Un nouveau marathon, un coach, un nouveau cycle
Après 10 ans passés à courir en autodidacte, voici venir un nouveau cycle marqué par une collaboration qui m'honore au moins autant qu'elle me réjouit,
Emmanuel Fontaine ayant accepté de me conseiller et de m'accompagner dans ma quête de nouveaux objectifs. Les années se faisant plus pesantes et les tempes plus grisonnantes, j'en suis enfin venu, semble-t-il, à accepter de ne plus chercher à améliorer mon record perso sur marathon mais seulement à essayer
désormais de stabiliser mon chrono
sur cette distance à un niveau
relativement honorable. Si celui-ci pouvait suivre une croissance de type logarithmique, je lui en saurais gré et ne chercherais même pas, comme un effet de ma reconnaissance, à déterminer l'altitude de l'asymptote limitante
(n'ayant, de toute façon, aucune idée de l'intervalle d'étude de cette plaisanterie, l'exercice s'avèrerait particulièrement absurde... et par conséquent de nature à me l'imposer... mais Kafka n' tienne).
Pour pouvoir commencer ce nouveau cycle, orienté vers l'au-delà du marathon, la première étape consistait à achever d'enrayer une double spirale infernale : celle-là même qui me voyait depuis trois ans accumuler les échecs sur marathon et sur 100km... tant que je ne parvenais pas à décider franchement d'une discipline de prédilection mais m'obstinais à vouloir "performer" sur ces deux formats pourtant bien distincts et nécessitant chacun le développement de qualités spécifiques. Trois ans pour en arriver à la conclusion qu'à jouer (la perf) sur les deux tableaux, à moins d'être super costaud, on perd sur les deux tableaux (soit celle-là même que Nathalie me suggérait... depuis trois ans ; mais il n'y a pas plus sourd, ni plus maso, que celui qui ne veut pas entendre).

TRAVAIL À FAIRE: Reproduisez mot pour mot l'intégralité du texte sur le nouveau cycle de marathon. Appuyez-vous uniquement sur le texte.

LIGNES DE DONNÉES:
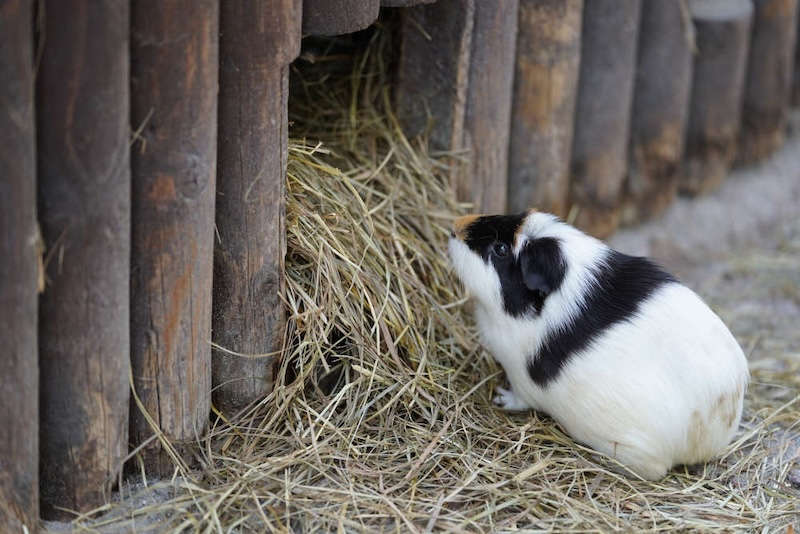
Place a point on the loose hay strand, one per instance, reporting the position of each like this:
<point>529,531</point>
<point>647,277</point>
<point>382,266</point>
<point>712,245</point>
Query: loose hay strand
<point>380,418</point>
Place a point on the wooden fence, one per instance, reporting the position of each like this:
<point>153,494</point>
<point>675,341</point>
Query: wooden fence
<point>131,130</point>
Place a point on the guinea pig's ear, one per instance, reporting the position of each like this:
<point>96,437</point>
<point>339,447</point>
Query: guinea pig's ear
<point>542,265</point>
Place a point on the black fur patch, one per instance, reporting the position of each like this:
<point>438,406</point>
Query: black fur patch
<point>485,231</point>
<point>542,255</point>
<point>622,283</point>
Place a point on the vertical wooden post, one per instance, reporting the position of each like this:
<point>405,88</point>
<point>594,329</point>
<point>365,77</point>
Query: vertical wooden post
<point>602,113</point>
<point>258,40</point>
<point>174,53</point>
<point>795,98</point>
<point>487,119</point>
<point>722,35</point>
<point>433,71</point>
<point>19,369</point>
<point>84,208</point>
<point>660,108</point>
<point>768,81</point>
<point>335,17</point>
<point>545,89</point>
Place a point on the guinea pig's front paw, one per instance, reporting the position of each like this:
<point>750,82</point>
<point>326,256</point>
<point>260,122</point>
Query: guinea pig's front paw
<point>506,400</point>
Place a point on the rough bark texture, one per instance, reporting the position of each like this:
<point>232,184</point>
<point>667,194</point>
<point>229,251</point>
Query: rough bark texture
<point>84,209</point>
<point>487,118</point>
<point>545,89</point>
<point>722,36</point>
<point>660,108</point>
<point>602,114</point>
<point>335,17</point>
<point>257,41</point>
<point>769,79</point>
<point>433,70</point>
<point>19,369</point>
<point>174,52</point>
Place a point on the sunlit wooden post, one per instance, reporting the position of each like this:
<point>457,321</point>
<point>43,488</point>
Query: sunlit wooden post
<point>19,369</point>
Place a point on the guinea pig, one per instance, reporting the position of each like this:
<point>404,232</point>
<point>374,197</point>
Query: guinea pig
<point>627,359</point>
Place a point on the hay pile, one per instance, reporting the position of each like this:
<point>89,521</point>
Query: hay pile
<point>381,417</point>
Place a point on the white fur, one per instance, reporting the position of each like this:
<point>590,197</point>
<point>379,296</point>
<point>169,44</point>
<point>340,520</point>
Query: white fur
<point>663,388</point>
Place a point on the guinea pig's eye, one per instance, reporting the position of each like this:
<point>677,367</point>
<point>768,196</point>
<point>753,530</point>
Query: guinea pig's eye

RÉPONSE RÉDIGÉE:
Un nouveau marathon, un coach, un nouveau cycle
Après 10 ans passés à courir en autodidacte, voici venir un nouveau cycle marqué par une collaboration qui m'honore au moins autant qu'elle me réjouit,
Emmanuel Fontaine ayant accepté de me conseiller et de m'accompagner dans ma quête de nouveaux objectifs. Les années se faisant plus pesantes et les tempes plus grisonnantes, j'en suis enfin venu, semble-t-il, à accepter de ne plus chercher à améliorer mon record perso sur marathon mais seulement à essayer
désormais de stabiliser mon chrono
sur cette distance à un niveau
relativement honorable. Si celui-ci pouvait suivre une croissance de type logarithmique, je lui en saurais gré et ne chercherais même pas, comme un effet de ma reconnaissance, à déterminer l'altitude de l'asymptote limitante
(n'ayant, de toute façon, aucune idée de l'intervalle d'étude de cette plaisanterie, l'exercice s'avèrerait particulièrement absurde... et par conséquent de nature à me l'imposer... mais Kafka n' tienne).
Pour pouvoir commencer ce nouveau cycle, orienté vers l'au-delà du marathon, la première étape consistait à achever d'enrayer une double spirale infernale : celle-là même qui me voyait depuis trois ans accumuler les échecs sur marathon et sur 100km... tant que je ne parvenais pas à décider franchement d'une discipline de prédilection mais m'obstinais à vouloir "performer" sur ces deux formats pourtant bien distincts et nécessitant chacun le développement de qualités spécifiques. Trois ans pour en arriver à la conclusion qu'à jouer (la perf) sur les deux tableaux, à moins d'être super costaud, on perd sur les deux tableaux (soit celle-là même que Nathalie me suggérait... depuis trois ans ; mais il n'y a pas plus sourd, ni plus maso, que celui qui ne veut pas entendre).